_How to complete this task_. Please retype the records below exactly as they appear, but leave out the pictures.

-- -- --

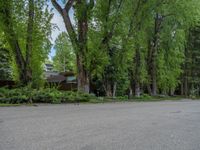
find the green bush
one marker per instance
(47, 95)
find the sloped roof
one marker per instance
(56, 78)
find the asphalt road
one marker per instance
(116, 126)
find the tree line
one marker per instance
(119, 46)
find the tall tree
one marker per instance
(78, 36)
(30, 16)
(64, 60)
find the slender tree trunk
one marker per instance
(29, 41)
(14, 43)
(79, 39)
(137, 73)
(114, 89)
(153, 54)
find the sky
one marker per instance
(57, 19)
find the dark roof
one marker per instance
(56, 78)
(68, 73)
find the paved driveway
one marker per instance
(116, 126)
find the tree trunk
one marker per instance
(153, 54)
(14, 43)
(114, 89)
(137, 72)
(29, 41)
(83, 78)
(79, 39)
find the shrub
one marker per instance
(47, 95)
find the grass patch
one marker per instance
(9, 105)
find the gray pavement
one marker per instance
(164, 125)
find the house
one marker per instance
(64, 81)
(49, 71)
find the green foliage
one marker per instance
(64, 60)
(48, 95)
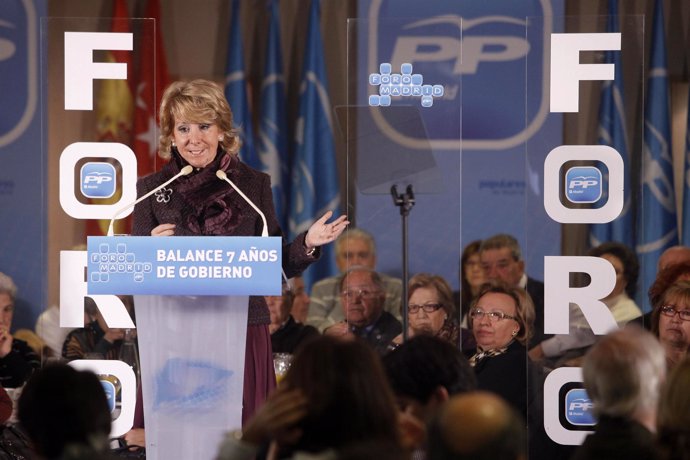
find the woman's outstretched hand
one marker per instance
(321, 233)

-- -- --

_Task output_.
find the green bush
one marker per instance
(47, 95)
find the sloped roof
one marker per instance
(56, 78)
find the asphalt road
one marker per instance
(116, 126)
find the tree line
one marker per instance
(119, 46)
find the tall tree
one marker per instance
(78, 36)
(30, 16)
(64, 60)
find the slender tree trunk
one marker per instance
(29, 41)
(14, 43)
(79, 39)
(137, 73)
(114, 89)
(153, 54)
find the sky
one marker per instance
(57, 19)
find the dark roof
one marker per instance
(56, 78)
(68, 73)
find the paved driveway
one marker per instance
(116, 126)
find the tree trunk
one marker per instance
(153, 54)
(14, 43)
(114, 89)
(137, 72)
(29, 41)
(83, 78)
(79, 39)
find the shrub
one marker per instance
(47, 95)
find the grass patch
one marker per instance
(9, 105)
find the gray pavement
one marker per instance
(164, 125)
find the house
one marker per instance
(64, 81)
(49, 71)
find the green foliage
one marker per instance
(64, 60)
(48, 95)
find the woman's outstretched hand
one marker per instance
(321, 233)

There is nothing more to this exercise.